__What is being asked__
Copy out every line in the entries below that contains the word "flag".

__Dataset excerpts__

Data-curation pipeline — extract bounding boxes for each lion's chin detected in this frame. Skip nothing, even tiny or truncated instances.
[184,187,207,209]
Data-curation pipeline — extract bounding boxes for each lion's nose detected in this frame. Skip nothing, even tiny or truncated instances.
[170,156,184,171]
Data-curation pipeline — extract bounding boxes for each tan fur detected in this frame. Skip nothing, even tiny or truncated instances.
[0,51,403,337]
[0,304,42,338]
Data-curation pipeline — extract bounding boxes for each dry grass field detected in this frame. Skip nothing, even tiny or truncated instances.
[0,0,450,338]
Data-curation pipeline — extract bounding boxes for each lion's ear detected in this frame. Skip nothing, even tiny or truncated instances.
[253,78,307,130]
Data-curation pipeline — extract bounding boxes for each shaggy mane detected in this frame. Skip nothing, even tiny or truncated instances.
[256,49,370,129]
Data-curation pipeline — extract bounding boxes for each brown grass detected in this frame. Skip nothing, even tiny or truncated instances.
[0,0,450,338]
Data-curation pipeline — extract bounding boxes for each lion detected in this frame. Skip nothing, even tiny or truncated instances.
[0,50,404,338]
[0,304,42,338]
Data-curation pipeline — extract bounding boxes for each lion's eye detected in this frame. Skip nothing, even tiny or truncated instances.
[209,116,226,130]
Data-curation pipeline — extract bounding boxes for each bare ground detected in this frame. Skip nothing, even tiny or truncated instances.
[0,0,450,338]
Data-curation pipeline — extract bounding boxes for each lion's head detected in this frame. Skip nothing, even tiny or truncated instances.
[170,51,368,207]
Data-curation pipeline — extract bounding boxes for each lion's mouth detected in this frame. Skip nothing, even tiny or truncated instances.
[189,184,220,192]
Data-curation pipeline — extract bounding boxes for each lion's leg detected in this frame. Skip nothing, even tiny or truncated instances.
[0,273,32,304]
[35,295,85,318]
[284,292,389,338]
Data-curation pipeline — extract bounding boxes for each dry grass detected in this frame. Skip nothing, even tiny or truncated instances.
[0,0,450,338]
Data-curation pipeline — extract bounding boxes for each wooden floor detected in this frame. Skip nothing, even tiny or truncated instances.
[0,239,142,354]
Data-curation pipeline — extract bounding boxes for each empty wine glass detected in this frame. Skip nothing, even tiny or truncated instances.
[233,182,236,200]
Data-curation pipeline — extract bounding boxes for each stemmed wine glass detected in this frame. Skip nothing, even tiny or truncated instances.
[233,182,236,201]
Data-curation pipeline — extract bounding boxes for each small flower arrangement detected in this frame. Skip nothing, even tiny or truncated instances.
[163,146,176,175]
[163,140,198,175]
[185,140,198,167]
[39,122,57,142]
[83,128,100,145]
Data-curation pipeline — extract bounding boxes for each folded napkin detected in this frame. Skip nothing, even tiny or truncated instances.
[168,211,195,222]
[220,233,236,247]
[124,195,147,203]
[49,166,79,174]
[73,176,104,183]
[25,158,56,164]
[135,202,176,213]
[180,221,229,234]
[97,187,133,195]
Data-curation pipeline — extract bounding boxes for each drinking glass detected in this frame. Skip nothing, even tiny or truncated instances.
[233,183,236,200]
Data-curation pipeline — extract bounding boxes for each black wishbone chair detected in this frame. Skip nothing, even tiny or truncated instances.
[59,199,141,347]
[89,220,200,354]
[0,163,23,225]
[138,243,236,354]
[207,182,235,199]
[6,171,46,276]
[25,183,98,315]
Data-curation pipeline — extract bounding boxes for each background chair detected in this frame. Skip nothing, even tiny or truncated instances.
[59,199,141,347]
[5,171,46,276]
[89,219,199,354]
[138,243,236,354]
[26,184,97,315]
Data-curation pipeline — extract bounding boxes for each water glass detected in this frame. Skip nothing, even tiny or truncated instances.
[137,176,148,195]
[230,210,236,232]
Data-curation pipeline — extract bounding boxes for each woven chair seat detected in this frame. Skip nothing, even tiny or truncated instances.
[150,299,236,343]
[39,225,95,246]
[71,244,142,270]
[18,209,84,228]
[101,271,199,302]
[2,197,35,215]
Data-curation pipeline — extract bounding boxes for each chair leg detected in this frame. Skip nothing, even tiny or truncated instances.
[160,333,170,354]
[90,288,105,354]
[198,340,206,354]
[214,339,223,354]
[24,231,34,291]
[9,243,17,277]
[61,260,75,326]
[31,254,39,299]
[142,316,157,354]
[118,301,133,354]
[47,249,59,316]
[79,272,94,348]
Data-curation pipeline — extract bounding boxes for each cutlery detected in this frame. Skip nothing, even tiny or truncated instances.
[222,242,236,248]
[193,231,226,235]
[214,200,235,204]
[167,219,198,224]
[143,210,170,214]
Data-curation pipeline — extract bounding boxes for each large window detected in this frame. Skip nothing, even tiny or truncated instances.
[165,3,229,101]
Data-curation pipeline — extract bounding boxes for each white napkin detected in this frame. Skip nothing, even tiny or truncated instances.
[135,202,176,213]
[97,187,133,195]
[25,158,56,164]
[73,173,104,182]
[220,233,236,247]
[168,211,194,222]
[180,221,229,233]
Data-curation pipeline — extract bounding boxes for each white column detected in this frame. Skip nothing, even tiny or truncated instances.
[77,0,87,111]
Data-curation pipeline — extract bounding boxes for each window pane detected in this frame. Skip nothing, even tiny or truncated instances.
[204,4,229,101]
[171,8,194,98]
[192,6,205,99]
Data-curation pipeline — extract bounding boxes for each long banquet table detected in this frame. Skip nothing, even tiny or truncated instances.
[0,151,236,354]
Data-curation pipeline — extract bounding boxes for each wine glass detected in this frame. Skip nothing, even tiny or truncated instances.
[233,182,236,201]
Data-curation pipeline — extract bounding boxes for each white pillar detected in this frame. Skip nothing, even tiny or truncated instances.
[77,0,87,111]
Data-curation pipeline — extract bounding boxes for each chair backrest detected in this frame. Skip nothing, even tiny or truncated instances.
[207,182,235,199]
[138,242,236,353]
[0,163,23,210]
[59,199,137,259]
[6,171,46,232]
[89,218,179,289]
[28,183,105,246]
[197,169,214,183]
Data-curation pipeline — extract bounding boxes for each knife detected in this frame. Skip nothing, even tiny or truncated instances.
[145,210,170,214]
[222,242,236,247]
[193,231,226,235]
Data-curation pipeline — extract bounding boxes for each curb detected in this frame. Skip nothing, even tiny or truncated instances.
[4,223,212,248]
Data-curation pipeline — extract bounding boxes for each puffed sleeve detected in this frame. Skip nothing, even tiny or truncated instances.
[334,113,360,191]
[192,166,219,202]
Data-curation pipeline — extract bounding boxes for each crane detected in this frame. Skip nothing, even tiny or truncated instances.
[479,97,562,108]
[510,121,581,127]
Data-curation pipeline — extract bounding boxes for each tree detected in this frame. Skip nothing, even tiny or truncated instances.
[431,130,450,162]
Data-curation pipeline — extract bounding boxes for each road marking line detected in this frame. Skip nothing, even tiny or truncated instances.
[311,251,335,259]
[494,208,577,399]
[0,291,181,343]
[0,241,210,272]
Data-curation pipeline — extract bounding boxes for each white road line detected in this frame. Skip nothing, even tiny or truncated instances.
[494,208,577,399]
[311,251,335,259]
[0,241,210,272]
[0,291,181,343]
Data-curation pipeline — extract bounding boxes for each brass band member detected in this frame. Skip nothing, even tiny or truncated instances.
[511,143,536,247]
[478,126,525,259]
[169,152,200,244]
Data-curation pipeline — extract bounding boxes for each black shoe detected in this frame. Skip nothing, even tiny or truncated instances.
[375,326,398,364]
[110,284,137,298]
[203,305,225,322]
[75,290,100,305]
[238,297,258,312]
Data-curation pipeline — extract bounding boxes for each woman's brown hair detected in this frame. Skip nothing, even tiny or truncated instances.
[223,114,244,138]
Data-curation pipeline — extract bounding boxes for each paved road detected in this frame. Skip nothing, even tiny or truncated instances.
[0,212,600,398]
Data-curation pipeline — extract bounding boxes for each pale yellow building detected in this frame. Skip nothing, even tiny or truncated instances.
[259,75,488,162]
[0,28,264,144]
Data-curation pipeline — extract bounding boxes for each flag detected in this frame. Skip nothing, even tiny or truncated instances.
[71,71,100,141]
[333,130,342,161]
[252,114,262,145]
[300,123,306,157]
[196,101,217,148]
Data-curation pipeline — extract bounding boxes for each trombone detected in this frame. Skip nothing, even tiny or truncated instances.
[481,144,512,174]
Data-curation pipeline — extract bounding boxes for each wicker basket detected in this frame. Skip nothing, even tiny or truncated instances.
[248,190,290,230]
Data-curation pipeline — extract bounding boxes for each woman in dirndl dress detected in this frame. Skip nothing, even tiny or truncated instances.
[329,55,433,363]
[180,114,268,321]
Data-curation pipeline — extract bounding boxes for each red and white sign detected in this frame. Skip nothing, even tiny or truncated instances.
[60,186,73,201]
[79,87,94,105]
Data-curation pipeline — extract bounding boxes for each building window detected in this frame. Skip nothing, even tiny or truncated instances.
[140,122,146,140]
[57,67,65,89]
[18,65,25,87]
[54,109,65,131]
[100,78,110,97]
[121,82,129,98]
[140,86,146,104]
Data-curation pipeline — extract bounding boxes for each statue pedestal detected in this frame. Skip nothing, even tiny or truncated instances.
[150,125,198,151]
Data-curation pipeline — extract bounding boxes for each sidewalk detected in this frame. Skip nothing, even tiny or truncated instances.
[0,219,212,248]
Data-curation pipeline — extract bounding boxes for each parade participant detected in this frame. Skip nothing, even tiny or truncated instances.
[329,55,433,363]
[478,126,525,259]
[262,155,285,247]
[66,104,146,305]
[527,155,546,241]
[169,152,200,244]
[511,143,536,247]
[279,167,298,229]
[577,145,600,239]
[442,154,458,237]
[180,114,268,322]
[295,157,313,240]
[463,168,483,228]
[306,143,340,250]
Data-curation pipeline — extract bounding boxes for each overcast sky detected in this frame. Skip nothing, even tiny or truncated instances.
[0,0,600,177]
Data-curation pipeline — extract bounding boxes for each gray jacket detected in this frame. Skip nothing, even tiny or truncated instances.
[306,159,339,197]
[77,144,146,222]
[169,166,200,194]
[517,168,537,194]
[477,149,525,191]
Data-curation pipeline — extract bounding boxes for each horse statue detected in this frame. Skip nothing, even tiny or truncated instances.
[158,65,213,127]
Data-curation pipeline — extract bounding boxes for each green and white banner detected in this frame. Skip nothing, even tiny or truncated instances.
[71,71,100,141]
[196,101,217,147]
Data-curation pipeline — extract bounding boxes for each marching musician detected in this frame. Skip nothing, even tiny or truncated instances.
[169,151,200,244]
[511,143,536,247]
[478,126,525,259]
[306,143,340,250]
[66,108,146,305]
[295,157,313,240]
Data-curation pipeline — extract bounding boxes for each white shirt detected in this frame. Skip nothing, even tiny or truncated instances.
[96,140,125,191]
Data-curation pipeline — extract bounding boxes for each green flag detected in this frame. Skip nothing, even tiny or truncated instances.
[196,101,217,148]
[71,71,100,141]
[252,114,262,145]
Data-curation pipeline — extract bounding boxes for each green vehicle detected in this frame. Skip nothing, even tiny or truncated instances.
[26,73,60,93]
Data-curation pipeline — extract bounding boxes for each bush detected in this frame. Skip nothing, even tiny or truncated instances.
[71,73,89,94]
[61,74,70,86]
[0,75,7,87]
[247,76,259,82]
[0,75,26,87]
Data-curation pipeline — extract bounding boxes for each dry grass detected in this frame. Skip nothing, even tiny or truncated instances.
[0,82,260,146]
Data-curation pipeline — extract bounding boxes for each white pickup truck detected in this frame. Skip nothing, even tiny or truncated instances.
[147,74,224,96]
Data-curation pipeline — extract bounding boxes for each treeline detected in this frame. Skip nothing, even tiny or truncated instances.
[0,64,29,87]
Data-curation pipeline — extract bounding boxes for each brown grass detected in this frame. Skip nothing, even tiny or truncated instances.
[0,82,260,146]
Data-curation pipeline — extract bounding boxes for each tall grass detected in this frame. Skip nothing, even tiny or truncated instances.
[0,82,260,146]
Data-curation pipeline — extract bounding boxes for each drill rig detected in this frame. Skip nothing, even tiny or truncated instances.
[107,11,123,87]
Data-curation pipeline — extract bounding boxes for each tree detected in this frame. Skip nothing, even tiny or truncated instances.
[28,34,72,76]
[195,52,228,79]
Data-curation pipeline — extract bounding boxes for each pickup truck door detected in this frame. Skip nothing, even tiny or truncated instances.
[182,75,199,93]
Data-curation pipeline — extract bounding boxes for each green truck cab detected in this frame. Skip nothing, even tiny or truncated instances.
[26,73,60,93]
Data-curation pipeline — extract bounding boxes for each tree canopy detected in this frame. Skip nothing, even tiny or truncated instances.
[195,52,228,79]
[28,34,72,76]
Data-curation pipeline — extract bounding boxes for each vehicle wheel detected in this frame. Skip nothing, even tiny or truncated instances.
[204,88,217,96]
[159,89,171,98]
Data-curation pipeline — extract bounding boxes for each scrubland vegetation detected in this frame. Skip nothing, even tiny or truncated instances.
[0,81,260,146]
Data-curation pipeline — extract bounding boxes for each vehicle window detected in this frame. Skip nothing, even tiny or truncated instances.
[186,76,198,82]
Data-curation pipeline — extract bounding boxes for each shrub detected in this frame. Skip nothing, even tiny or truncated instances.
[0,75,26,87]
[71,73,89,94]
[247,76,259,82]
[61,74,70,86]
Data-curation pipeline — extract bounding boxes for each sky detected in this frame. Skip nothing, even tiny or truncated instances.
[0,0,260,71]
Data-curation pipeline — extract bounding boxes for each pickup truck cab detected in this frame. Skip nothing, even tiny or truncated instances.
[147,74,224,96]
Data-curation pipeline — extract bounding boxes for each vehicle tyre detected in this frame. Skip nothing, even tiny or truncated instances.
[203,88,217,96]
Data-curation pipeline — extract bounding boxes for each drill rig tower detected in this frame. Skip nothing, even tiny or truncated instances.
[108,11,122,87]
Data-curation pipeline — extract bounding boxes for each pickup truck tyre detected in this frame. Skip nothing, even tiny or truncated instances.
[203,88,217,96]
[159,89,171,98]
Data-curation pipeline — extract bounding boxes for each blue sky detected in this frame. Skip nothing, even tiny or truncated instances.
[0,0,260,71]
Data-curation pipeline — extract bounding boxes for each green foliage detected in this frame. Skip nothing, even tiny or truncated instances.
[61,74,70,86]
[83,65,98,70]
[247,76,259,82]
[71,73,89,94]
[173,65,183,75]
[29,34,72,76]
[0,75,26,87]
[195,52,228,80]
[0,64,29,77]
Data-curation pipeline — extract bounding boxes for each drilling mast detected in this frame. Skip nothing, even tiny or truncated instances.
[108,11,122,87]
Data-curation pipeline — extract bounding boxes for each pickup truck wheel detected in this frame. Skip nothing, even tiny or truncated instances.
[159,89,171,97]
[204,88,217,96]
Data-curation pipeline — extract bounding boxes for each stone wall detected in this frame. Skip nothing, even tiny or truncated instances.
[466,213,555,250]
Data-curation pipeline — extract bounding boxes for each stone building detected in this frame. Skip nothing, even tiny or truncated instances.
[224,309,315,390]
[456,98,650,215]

__Result of the task__
Data-curation pipeline — extract bounding boxes for each flag detected in this frame. Skip nothing, even tiny or truncated instances.
Data-curation pipeline — extract bounding boxes for each green flag detected in this frame. Skip nothing, even tiny or truncated instances.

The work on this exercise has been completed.